:: Directions ::
1: Could you reproduce the Calvin Park passage word for word from "Despite my talent" to "at...was his face."?
2: In the Calvin Park passage, which people are referred to by a name or nickname, leaving out the one mentioned only inside parentheses?
3: According to the Calvin Park passage, why did "B" have first-hand knowledge of Park's backstory?

:: Selected text ::
These people wielded so much clout that well-adjusted employees wouldn't dream of correcting them. They saw how Scary Mary treated her own family, so most of us got out of their way and hardly a brave soul reprimanded them. So if there was a dispute on a craps game, any attempt by the staff to defend the house's best interest was guaranteed to result in a severe and demeaning tongue lashing. If the situation erupted into a federal case, someone (100% in the right)...could lose their job.
I have done a good job in forgetting nightmare customers. Unfortunately those harsh thirty-year old memories were rekindled last week at my present job.
"B," my supervisor that night as well as being a former Atlantis coworker, pointed out a player and whispered, "There's Calvin Park."
This skinny, sickly man looked like he was over seventy. I imagined him to be an old biker who led a tough life. His companion was an equally mature woman with a bad blond dye job. This lady took on a curious position behind him at another craps table. She seemed to be his watchdog as she alternated watching him play ten dollars at a time and protecting his blindside from would-be rail thieves (chip robbers) and/or knife wielding enemies. I don't use the term "broad" to describe women but that's what came to mind. This hard woman made me think what gun moll Bonnie Parker (Clyde's Barrow's Bonnie) might have looked like if she lived to be a senior citizen.
Despite my talent for remembering people, I told "B", "Who's Calvin Park?" Within seconds of his description, I not only recalled the Calvin Park legend but I also remembered going out of my way (thirty years ago), to catch a mere glimpse of his incredible skyrocket to notoriety. To prove Park's rapid ascension was so unique... when I stole my tiny glance at him playing craps at Atlantis' top level...the last thing I was looking at...was his face.
"B" was the boxman when Calvin Park had the defining moment of his life. So he had first-hand knowledge of the backstory he shared with me. Most notably, Park was a small business owner who had enough disposable income to burn $1,000.00 playing craps at the Atlantis high-roller pit, a couple of weekends each month.
Unlike the families and faux-social clubs that also met up there, Park was a withdrawn man. While the others (that everyone hated) whooped it up, Park (who was equally loathsome in his own way), was a loner, playing a different style... quietly.
Park was a "don't" player. Despite being razzed by the low-class masses on the pass line, he never wavered. On several occasions"B" referred to him on that historic night, as golden. He might have had temporary set-backs but overwhelmingly, he couldn't lose.

Entries taken from a collection
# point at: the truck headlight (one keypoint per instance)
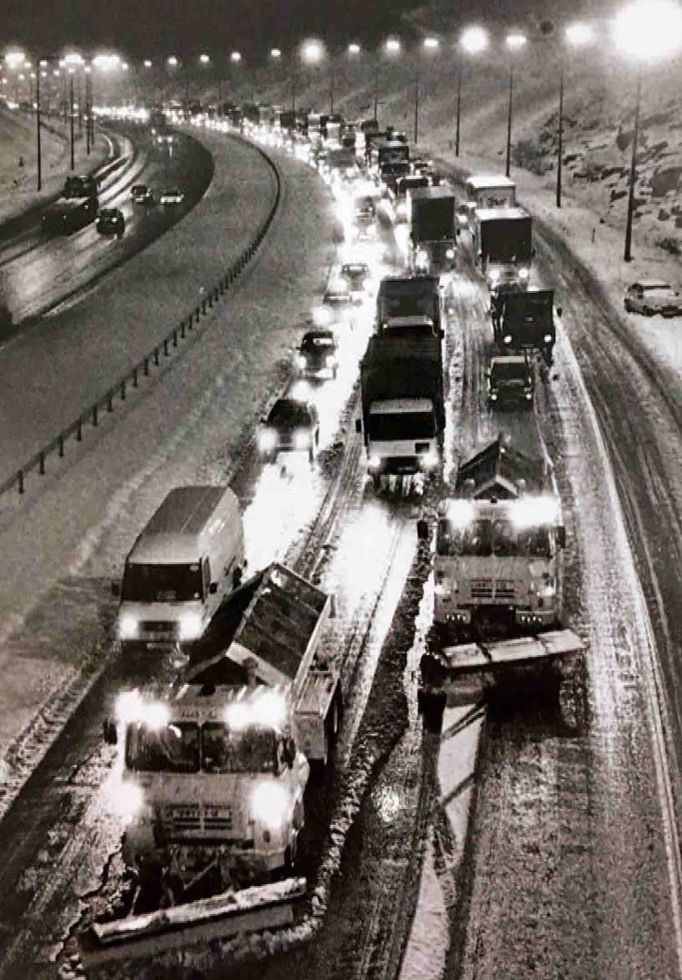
(429, 461)
(128, 626)
(190, 626)
(269, 804)
(267, 440)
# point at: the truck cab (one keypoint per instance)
(510, 381)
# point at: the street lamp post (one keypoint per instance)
(514, 43)
(472, 41)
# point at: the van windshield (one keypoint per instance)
(162, 583)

:: Answers below ::
1:
Despite my talent for remembering people, I told "B", "Who's Calvin Park?" Within seconds of his description, I not only recalled the Calvin Park legend but I also remembered going out of my way (thirty years ago), to catch a mere glimpse of his incredible skyrocket to notoriety. To prove Park's rapid ascension was so unique... when I stole my tiny glance at him playing craps at Atlantis' top level...the last thing I was looking at...was his face.

2: Scary Mary, "B", Calvin Park, Bonnie Parker

3: "B" was the boxman when Calvin Park had the defining moment of his life. That is how he knew the backstory he shared first-hand.